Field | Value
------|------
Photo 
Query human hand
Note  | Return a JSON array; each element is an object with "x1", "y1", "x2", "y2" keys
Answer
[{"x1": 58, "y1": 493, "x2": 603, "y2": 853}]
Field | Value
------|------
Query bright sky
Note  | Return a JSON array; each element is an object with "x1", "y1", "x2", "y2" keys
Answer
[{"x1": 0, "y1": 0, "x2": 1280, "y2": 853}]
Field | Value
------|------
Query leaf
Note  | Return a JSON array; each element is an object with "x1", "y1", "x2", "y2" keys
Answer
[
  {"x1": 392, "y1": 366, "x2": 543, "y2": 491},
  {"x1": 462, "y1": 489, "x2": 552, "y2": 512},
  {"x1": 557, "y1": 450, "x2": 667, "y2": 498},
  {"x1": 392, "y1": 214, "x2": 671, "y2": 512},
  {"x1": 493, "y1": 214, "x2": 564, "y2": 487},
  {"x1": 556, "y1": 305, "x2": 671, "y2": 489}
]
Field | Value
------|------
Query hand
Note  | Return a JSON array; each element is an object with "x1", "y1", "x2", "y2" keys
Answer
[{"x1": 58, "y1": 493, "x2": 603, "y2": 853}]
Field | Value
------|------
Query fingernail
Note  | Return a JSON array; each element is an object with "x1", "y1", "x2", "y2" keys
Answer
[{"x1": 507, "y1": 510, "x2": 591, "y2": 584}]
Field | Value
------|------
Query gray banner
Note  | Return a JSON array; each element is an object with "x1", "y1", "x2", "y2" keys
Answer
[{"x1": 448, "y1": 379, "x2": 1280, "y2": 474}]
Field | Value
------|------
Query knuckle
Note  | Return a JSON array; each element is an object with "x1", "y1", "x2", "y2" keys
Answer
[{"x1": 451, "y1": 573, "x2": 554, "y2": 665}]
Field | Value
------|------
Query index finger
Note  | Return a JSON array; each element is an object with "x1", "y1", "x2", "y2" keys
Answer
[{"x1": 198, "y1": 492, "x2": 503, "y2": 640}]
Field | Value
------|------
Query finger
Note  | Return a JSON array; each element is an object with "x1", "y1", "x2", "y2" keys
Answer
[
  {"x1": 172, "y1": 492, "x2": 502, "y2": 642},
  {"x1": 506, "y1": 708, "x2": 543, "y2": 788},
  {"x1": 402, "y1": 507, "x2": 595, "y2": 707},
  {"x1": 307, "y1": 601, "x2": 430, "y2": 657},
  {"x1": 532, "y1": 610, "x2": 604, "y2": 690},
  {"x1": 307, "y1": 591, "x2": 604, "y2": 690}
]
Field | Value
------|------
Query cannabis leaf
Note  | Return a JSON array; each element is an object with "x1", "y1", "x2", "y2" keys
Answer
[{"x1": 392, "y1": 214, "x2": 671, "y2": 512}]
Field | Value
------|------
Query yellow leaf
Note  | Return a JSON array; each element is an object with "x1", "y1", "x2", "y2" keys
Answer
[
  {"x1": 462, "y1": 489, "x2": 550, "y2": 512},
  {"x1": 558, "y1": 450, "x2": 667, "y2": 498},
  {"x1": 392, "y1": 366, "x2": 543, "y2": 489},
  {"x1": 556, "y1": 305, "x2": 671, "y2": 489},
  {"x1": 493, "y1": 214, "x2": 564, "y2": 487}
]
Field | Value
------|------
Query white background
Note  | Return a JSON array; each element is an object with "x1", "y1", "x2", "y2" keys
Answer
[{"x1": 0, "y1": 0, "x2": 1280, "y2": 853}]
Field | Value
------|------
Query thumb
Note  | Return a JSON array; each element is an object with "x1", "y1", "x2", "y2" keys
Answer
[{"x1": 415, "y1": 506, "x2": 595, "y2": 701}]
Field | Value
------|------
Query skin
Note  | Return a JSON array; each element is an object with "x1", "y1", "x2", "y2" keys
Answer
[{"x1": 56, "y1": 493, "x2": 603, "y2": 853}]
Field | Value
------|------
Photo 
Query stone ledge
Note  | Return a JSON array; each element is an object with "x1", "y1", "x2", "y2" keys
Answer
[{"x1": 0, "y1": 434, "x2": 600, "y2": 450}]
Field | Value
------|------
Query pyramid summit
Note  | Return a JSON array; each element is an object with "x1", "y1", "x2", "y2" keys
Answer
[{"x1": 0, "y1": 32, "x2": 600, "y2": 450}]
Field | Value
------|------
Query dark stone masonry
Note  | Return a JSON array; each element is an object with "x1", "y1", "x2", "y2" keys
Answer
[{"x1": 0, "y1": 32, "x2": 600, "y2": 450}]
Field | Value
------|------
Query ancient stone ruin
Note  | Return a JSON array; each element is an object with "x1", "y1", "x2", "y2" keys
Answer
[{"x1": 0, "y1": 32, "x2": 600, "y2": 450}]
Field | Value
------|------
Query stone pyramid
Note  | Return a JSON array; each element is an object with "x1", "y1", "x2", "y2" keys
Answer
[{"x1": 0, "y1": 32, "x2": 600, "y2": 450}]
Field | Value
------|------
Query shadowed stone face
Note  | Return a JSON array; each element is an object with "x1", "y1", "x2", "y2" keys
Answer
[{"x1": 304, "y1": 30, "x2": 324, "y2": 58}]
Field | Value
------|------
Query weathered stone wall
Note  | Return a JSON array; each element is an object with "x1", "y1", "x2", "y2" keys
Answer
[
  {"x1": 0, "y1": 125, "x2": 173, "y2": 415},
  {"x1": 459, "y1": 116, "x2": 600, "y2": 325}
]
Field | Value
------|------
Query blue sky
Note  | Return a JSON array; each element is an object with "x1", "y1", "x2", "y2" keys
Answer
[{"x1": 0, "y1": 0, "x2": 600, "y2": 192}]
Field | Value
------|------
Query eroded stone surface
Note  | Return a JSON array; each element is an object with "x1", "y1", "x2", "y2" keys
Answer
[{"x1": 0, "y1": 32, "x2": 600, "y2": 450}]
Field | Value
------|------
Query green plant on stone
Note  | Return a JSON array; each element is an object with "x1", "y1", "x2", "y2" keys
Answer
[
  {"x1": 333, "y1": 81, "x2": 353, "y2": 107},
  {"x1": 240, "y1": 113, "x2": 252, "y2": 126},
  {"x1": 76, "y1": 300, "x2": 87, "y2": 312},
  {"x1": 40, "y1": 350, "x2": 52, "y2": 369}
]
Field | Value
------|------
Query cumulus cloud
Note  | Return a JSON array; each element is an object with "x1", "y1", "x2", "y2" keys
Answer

STATED PROBLEM:
Show every line of the records above that contains the string "leaf".

THE SOLUTION:
Query leaf
Query cannabis leaf
Query yellow leaf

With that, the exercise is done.